**Problem statement**. Among the lines below, a stretch begins at the one with "like (294, 193)." and ends at the one with "like (606, 253).". Repeat that stretch exactly, ends included.

**Data records**.
* * * * * * * * *
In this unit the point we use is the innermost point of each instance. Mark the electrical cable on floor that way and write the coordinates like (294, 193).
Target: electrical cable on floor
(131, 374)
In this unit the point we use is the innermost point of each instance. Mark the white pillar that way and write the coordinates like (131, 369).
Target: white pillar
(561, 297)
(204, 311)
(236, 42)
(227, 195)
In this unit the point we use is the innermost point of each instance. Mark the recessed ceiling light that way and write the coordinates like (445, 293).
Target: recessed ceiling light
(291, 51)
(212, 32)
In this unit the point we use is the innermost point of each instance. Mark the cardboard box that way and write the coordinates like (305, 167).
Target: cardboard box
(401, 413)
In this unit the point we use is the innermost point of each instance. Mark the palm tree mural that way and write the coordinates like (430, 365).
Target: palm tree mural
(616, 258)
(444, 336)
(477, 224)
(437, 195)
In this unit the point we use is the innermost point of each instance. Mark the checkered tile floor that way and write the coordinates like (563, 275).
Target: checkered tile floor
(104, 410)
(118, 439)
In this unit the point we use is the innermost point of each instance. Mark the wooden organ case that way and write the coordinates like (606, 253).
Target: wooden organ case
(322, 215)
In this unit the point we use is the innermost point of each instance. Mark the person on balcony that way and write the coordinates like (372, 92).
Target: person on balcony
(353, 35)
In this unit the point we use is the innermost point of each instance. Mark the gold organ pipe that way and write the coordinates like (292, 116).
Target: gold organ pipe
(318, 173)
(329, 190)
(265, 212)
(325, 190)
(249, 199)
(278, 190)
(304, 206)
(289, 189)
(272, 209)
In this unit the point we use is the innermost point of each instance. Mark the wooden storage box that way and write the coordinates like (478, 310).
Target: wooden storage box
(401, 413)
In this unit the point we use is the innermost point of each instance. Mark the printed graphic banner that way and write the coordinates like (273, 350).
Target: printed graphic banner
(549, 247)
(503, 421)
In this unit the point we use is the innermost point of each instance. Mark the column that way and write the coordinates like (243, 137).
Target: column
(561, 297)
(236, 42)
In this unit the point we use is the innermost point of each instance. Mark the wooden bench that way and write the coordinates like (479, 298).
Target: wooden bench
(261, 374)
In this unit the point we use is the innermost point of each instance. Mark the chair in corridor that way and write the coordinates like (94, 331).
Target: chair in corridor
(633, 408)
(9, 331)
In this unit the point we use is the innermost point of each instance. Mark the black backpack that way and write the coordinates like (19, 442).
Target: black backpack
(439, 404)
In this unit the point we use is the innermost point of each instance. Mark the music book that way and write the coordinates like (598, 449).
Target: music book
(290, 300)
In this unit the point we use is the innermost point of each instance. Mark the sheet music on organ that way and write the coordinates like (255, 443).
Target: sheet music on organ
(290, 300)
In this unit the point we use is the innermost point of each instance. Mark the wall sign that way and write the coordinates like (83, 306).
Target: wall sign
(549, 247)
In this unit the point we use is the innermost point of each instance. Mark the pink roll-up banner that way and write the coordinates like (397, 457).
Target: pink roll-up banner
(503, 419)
* * * * * * * * *
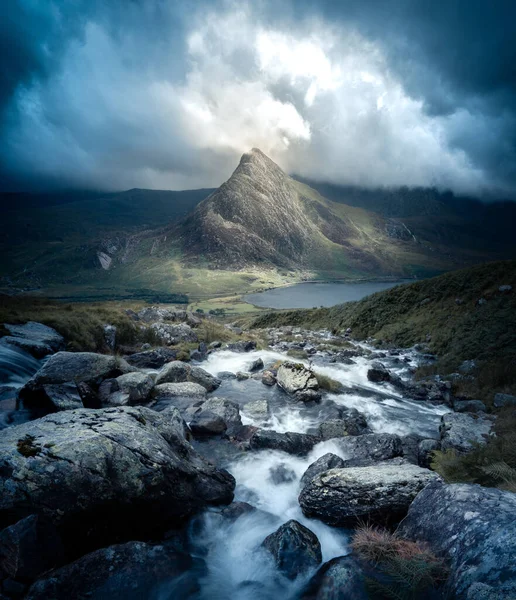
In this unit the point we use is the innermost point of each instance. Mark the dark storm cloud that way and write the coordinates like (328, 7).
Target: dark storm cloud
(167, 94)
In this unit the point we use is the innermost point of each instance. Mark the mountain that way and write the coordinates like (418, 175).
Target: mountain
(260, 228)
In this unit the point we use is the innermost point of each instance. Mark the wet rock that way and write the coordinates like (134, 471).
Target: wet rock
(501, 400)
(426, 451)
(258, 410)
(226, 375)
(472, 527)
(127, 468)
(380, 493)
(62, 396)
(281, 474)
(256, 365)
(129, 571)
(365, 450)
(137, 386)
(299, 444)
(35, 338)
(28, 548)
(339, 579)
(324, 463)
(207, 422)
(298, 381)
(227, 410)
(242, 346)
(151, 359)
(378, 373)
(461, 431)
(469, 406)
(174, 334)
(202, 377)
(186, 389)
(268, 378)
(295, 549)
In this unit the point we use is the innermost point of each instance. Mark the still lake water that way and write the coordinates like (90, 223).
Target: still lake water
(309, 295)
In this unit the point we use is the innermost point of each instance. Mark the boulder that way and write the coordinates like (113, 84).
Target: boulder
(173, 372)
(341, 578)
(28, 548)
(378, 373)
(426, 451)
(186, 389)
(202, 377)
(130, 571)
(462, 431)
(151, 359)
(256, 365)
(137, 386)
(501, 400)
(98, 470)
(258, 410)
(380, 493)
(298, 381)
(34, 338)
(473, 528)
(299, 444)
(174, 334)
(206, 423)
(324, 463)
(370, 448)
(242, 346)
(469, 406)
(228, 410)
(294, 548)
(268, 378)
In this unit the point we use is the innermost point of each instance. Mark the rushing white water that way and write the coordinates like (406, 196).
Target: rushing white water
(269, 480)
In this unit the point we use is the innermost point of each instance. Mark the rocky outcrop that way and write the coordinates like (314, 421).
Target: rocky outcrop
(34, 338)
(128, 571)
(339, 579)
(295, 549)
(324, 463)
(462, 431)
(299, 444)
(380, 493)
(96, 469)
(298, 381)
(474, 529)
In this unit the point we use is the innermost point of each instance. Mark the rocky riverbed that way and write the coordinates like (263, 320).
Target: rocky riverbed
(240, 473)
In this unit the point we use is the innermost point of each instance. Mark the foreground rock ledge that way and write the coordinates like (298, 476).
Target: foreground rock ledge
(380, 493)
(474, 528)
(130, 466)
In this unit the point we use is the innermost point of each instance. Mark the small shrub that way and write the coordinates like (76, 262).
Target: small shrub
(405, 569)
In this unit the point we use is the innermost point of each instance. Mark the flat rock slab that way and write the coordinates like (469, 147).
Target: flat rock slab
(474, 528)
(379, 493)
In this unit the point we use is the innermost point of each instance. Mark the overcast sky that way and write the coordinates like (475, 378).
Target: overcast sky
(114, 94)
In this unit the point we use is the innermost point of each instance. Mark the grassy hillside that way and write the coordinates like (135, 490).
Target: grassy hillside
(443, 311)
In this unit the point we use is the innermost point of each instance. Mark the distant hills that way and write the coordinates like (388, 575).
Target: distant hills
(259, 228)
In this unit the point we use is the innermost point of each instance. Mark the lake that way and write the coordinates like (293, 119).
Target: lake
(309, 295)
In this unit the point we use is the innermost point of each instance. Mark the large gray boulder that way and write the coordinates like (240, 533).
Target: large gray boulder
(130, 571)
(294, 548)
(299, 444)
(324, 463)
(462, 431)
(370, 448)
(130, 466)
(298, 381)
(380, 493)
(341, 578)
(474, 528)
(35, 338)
* * * * * * * * *
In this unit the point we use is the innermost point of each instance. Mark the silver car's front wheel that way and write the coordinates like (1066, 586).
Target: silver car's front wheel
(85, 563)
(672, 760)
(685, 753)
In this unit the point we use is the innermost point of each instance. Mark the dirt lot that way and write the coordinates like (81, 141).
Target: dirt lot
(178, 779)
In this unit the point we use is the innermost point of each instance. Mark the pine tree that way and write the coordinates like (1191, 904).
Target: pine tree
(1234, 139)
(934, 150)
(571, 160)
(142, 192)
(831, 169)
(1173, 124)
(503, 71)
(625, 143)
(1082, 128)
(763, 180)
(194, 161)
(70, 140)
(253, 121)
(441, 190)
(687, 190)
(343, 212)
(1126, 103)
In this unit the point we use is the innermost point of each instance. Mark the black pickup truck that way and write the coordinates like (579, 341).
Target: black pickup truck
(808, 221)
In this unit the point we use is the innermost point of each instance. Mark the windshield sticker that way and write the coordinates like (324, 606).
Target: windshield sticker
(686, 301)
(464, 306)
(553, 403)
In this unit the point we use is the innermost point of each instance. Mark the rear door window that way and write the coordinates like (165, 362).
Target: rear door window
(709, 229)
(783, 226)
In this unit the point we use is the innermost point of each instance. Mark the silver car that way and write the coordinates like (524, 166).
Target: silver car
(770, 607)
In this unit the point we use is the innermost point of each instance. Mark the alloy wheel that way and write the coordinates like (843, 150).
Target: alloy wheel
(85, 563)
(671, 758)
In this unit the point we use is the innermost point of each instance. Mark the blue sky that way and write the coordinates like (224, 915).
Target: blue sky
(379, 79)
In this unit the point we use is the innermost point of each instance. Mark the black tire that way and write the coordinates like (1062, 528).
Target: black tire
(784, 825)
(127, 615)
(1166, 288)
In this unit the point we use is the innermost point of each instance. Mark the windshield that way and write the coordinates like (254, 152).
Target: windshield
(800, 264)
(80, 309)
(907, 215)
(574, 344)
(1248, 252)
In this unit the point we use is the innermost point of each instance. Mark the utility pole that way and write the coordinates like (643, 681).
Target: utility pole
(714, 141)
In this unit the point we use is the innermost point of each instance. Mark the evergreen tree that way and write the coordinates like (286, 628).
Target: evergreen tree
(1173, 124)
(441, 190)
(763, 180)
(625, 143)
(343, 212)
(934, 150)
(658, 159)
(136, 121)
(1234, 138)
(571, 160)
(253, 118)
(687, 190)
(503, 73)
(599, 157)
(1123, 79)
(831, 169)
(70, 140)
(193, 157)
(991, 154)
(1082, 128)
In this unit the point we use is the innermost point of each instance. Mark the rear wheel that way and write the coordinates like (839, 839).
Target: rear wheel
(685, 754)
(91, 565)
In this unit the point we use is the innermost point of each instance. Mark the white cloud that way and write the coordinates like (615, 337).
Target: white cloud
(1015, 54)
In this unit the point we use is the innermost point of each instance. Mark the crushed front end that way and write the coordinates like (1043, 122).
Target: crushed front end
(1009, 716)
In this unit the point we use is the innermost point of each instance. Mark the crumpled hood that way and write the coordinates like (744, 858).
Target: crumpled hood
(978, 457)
* * * * * * * * *
**Answer box**.
In this unit the point we use is the innermost point of each instance. Mark the electrical cable on floor that way and write the coordinates like (294, 193).
Target: electrical cable on floor
(131, 374)
In this unit the point we use is the innermost point of each instance. Mark the white pillar that way and write the coordinates like (131, 369).
Target: white pillar
(561, 297)
(204, 311)
(236, 42)
(227, 195)
In this unit the point we use is the innermost point of each instance. Mark the recessed ceiling light that way and write the coordinates like (445, 293).
Target: recessed ceiling light
(291, 51)
(212, 32)
In this unit the point we use is the innermost point of each instance. Mark the cardboard box that way and write the coordinates like (305, 167).
Target: cardboard box
(401, 413)
In this unit the point we use is the innermost point of each instance. Mark the palm tree mural that way and write the coordinates like (430, 365).
Target: palm tree mural
(616, 258)
(444, 336)
(477, 224)
(437, 195)
In this unit the point we use is the innermost point of each instance. Mark the checkered tile floor that way and write the coordinates like (563, 275).
Target: checkered tile floor
(104, 410)
(118, 439)
In this unit the point we use is the innermost point of each instance. Mark the wooden organ case that way and write the coordinates like (606, 253).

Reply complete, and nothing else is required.